Provided text:
○ ○ ○ ○ ○ ○ ○
I watched with shock a video clip of a mother who abandoned her newborn baby in a hospital in Naivasha because the child had a disability. The mother refused to breastfeed the newborn and her family also said that the baby was cursed. This was not an isolated happening. Recently, a mother abandoned her newborn baby with a cleft lip at Mbagathi Hospital while in Ngong, a baby with a deformed foot was abandoned in a thicket.
In this day and age, we are supposed to have progressed in how we view disability. As a country that has ratified the Convention on the Rights of Persons with Disabilities (CRPD), there is an assumption that our communities are much more open to differences and diversity. We have many other pieces of legislation, including our Constitution, that speak about human dignity as a national value. But why are we not getting it right when it comes to our acceptance of disability as part of human diversity?
Are our communities too unwelcoming to disability that they would drive a new mother to abandon their newborn with a disability in a hospital? When a mother welcomes their baby with disability in the world, what is the greatest fear that runs in their mind? Is it the stares that people will give her? Is it the silent whispers that the child is cursed? What is the greatest fear that a mother harbours and what can communities do to change this?
○ ○ ○ ○ ○ ○ ○
Source data:
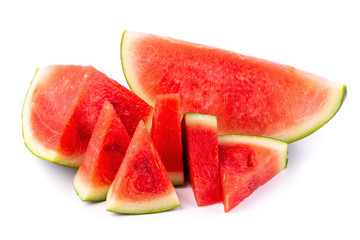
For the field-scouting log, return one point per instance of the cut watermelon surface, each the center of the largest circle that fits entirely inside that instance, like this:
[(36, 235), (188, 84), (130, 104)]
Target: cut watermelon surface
[(62, 106), (249, 96), (103, 156), (246, 163), (166, 135), (141, 184), (201, 156)]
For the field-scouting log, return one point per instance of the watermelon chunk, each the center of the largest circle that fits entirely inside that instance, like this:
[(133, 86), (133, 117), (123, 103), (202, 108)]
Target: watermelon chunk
[(201, 157), (141, 184), (249, 96), (62, 106), (103, 156), (166, 135), (246, 163)]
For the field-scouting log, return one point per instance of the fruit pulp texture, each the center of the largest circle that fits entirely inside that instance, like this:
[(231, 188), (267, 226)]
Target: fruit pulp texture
[(80, 92), (244, 168), (142, 176), (248, 95), (203, 164), (106, 149), (166, 135)]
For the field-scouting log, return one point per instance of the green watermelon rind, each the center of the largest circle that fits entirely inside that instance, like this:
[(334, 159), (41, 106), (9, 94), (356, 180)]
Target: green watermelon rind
[(165, 203), (342, 92), (88, 193), (269, 142), (289, 136), (30, 142)]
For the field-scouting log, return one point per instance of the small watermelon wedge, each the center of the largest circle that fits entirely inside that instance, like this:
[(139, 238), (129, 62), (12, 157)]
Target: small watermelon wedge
[(141, 184), (246, 163), (201, 157), (61, 108), (103, 156), (249, 96), (166, 135)]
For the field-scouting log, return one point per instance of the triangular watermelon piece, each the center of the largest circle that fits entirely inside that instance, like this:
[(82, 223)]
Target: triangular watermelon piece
[(166, 134), (201, 157), (142, 184), (246, 163), (103, 156)]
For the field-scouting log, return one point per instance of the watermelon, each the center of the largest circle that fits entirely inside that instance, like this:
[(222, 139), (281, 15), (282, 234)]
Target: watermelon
[(141, 184), (62, 106), (246, 163), (201, 156), (166, 135), (103, 156), (249, 96)]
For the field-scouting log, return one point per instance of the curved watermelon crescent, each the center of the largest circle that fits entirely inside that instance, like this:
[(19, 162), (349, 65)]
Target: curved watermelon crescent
[(30, 141), (290, 135)]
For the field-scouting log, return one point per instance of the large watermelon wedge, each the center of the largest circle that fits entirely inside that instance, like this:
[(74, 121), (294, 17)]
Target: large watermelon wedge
[(141, 184), (248, 95), (246, 163), (61, 108)]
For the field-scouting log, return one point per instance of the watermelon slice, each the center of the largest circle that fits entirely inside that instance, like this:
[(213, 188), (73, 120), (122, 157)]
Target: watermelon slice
[(166, 135), (201, 156), (246, 163), (141, 184), (62, 106), (104, 154), (248, 95)]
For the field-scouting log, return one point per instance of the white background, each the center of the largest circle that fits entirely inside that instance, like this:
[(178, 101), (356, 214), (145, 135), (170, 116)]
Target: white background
○ ○ ○ ○ ○ ○ ○
Tasks:
a - Translate this sentence from the article on disability into Spanish: "In this day and age, we are supposed to have progressed in how we view disability."
b - Write the next part of the article on disability, picking up after its final paragraph.
The records come from a different source than the article.

Answers for this exercise:
a - En esta época, se supone que hemos avanzado en nuestra forma de ver la discapacidad.

b -
It is the mandate of the government to continuously, and in various ways, raise awareness throughout society, including at the family level, about persons with disabilities, and to foster respect for their rights and dignity. There must be massive and intentional efforts to combat stereotypes, prejudices and harmful practices relating to persons with disabilities, including in rural and remote communities.
Currently, Kenyans are awaiting for the President to sign the Persons with Disabilities Bill, (Senate Bill No. 7 of 2023). When it becomes law, it will repeal the Persons with Disabilities Act, No. 14 of 2003. We will have in place a law that is consistent with the Constitution as well as the CRPD.
The Bill has a clause on harmful practices and states that national and county governments shall take such measures they consider necessary to eliminate harmful practices committed against persons with disabilities including abandonment, concealment, ritual killings or the association of disability with omens.
By themselves, laws might not succeed in changing practices that are detrimental to the dignified existence of people with disabilities, including newborns. Awareness raising efforts must be ramped up in all sectors of the society to create communities that are welcoming to all people.
Recently during a session with parents of children with disabilities, I could tell how difficult it was to raise a child with a disability in a Kenya. In a room where majority of the caregivers were women, because the men had abandoned them, it was easy to feel the desperation in the stories of the mothers. Yet many of them had built, by themselves, inner strengths to help them navigate the journey of raising these children.
With new laws or not, it is my prayer that our communities become more open to diversity, especially disability. We must ensure that no mother will be forced to abandon her child with a disability in a hospital, or in a thicket due to fear of public ridicule.